- _Directions_
Format the rows below as a numbered list, skipping any blank lines. Leave the pictures out of your answer.

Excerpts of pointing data
• • • • •
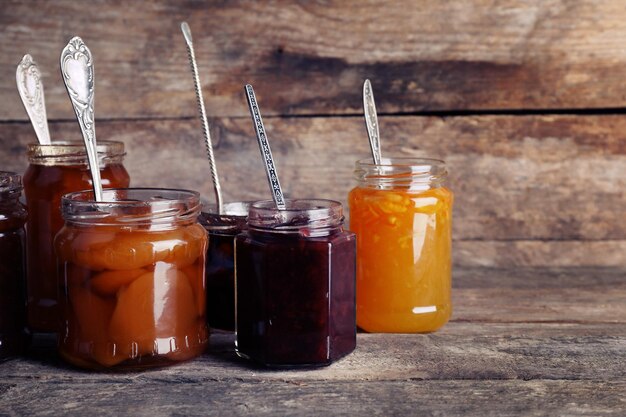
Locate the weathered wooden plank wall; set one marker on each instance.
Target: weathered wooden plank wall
(524, 99)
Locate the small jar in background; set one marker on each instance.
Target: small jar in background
(132, 281)
(55, 170)
(220, 262)
(295, 284)
(13, 333)
(401, 212)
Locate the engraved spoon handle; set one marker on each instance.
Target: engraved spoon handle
(30, 87)
(371, 121)
(78, 75)
(264, 145)
(205, 122)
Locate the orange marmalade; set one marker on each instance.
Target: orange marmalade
(401, 213)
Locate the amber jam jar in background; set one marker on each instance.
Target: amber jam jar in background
(295, 284)
(132, 281)
(13, 335)
(220, 261)
(56, 170)
(401, 213)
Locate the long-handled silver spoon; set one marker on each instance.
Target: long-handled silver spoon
(371, 121)
(205, 123)
(264, 145)
(30, 87)
(77, 72)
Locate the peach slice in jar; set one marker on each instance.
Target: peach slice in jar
(90, 319)
(108, 283)
(158, 304)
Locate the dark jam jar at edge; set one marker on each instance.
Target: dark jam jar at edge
(13, 334)
(295, 285)
(220, 261)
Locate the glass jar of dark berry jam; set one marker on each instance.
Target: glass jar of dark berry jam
(295, 284)
(13, 335)
(220, 261)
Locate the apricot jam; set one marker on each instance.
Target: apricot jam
(401, 214)
(56, 170)
(13, 334)
(132, 280)
(295, 285)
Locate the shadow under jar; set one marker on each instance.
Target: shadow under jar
(295, 284)
(220, 262)
(401, 213)
(55, 170)
(13, 334)
(132, 282)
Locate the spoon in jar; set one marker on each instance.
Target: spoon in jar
(205, 123)
(78, 76)
(371, 121)
(264, 145)
(30, 87)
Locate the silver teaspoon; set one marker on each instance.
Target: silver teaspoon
(77, 72)
(30, 87)
(264, 145)
(371, 121)
(205, 122)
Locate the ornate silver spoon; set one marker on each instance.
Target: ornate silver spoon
(77, 72)
(264, 145)
(30, 87)
(371, 121)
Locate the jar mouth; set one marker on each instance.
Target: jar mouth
(155, 208)
(233, 219)
(10, 183)
(401, 172)
(66, 152)
(309, 217)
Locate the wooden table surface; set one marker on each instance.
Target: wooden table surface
(525, 341)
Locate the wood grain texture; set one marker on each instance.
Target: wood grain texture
(552, 187)
(233, 397)
(312, 57)
(560, 351)
(466, 368)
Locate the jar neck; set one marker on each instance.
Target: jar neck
(304, 218)
(67, 153)
(231, 221)
(413, 174)
(10, 187)
(149, 209)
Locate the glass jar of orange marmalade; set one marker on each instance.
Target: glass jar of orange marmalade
(401, 213)
(132, 280)
(13, 334)
(55, 170)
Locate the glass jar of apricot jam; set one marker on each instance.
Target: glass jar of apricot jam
(132, 278)
(55, 170)
(295, 284)
(220, 262)
(13, 334)
(401, 212)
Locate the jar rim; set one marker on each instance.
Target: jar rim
(415, 174)
(65, 152)
(232, 220)
(132, 207)
(317, 215)
(402, 161)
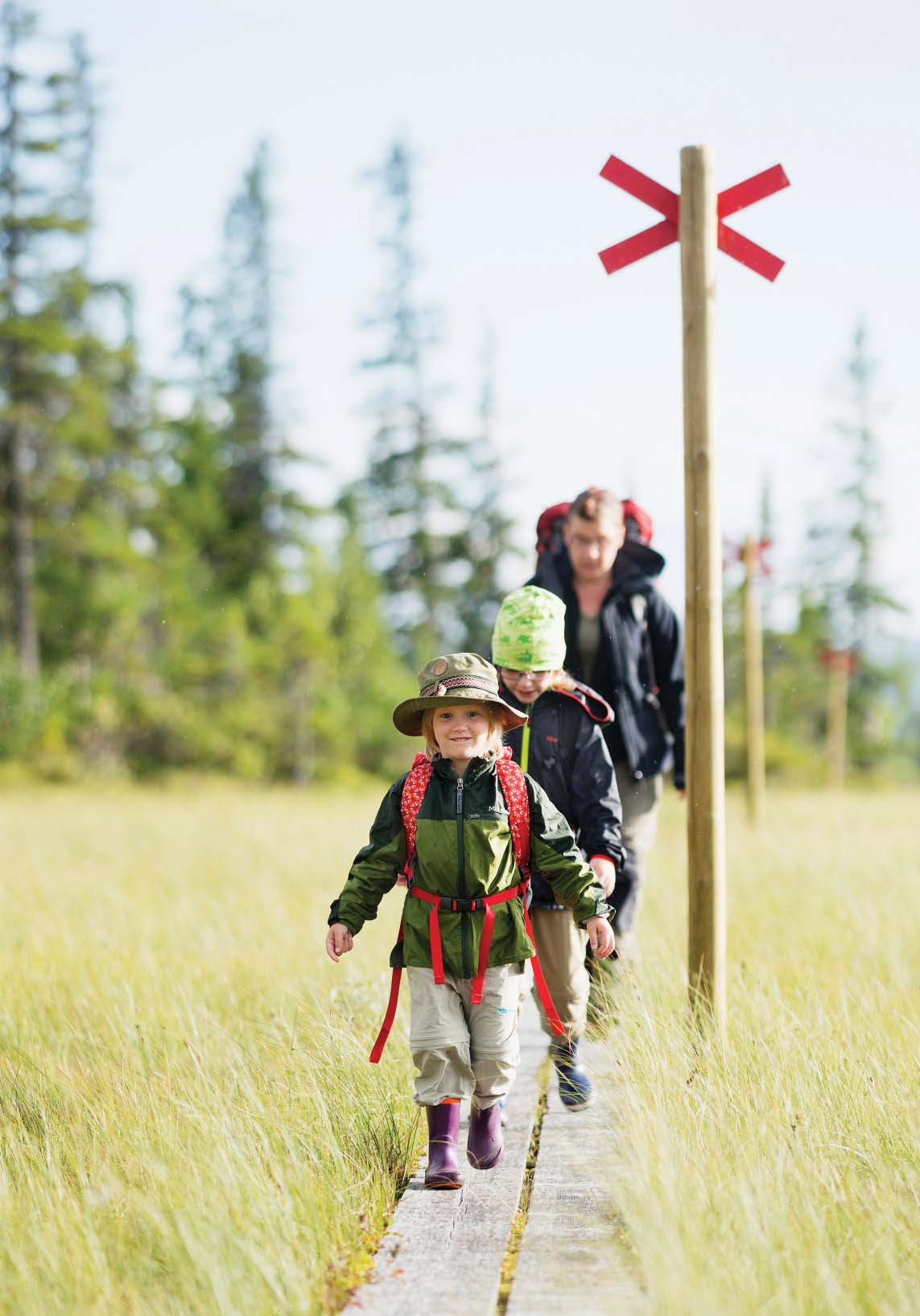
• • • • •
- _Solution to this exercise_
1. Locate the weathered wooden plank wall; set one marker on each instance.
2. Target: weathered wooden plank wall
3. (524, 99)
4. Locate the small jar in background; set one marker on each instance.
5. Target: small jar in background
6. (132, 281)
7. (55, 170)
8. (220, 262)
9. (295, 284)
10. (13, 333)
11. (401, 212)
12. Locate the engraved spoon handle; set one marker on each instance.
13. Target: engraved spoon handle
14. (30, 87)
15. (371, 121)
16. (78, 75)
17. (264, 145)
18. (205, 122)
19. Locate the orange marmalade; set one marker on each instance.
20. Target: orange marmalade
21. (401, 213)
22. Locate the amber jam jar in background; set one marker on each instance.
23. Target: amber jam jar in background
24. (295, 284)
25. (132, 281)
26. (13, 335)
27. (220, 261)
28. (56, 170)
29. (401, 213)
30. Locate the long-handled silver spoon; set one marker on each instance.
31. Target: long-handled silver spoon
32. (371, 121)
33. (205, 123)
34. (264, 145)
35. (30, 87)
36. (77, 72)
37. Locate the peach slice in jar; set one marker on each instance.
38. Target: peach slice in jar
39. (90, 319)
40. (108, 283)
41. (158, 304)
42. Locate the dark jam jar at edge; set one marker on each instance.
43. Target: dark jam jar at edge
44. (13, 334)
45. (295, 285)
46. (220, 261)
47. Locate the glass jar of dark berry jam; set one marker on each instance.
48. Target: glass jar of dark berry jam
49. (295, 284)
50. (13, 335)
51. (220, 261)
52. Locate the apricot jam; set one marker on each instance.
53. Target: apricot jam
54. (401, 214)
55. (56, 170)
56. (13, 334)
57. (132, 280)
58. (295, 285)
59. Locate the shadow under jar; set one marker on each instance.
60. Target: shadow under jar
61. (295, 284)
62. (220, 262)
63. (401, 213)
64. (55, 170)
65. (13, 334)
66. (132, 282)
67. Locate the spoon in jar; set one marker on each instance.
68. Target: spoon in jar
69. (205, 123)
70. (78, 76)
71. (371, 121)
72. (264, 145)
73. (30, 87)
74. Locate the silver teaspoon; set one marker on each instance.
75. Target: silver teaspoon
76. (77, 72)
77. (30, 87)
78. (264, 145)
79. (371, 121)
80. (205, 122)
81. Locate the ornate silver spoon; set one marker on each instance.
82. Target: ornate silver spoon
83. (77, 72)
84. (264, 145)
85. (30, 87)
86. (371, 121)
87. Locate the jar mouth; set one marker on each instance.
88. Target: jar mouth
89. (155, 208)
90. (233, 219)
91. (10, 183)
92. (401, 172)
93. (66, 152)
94. (309, 217)
95. Locate the wooden table surface; set one marker on each instance.
96. Target: wooden table surface
97. (525, 341)
98. Locate the wood grain texture; set one marker on each instance.
99. Target: wood grain texture
100. (552, 187)
101. (233, 397)
102. (312, 57)
103. (560, 351)
104. (466, 368)
105. Locate the jar neck; set one marker on each instance.
106. Target: jar neck
107. (304, 218)
108. (67, 153)
109. (231, 221)
110. (413, 174)
111. (10, 187)
112. (149, 209)
113. Locate the glass jar of orange marmalade; set one marker on each instance.
114. Target: glass jar of orange marmalade
115. (401, 213)
116. (132, 280)
117. (13, 334)
118. (55, 170)
119. Locate the glass jar of apricot jam; set one marker on each instance.
120. Target: glass jar of apricot jam
121. (132, 278)
122. (55, 170)
123. (295, 284)
124. (220, 262)
125. (13, 334)
126. (401, 212)
127. Locate the jar rim; set one marker on each instance.
128. Target: jar rim
129. (415, 174)
130. (65, 152)
131. (232, 220)
132. (132, 207)
133. (317, 215)
134. (402, 161)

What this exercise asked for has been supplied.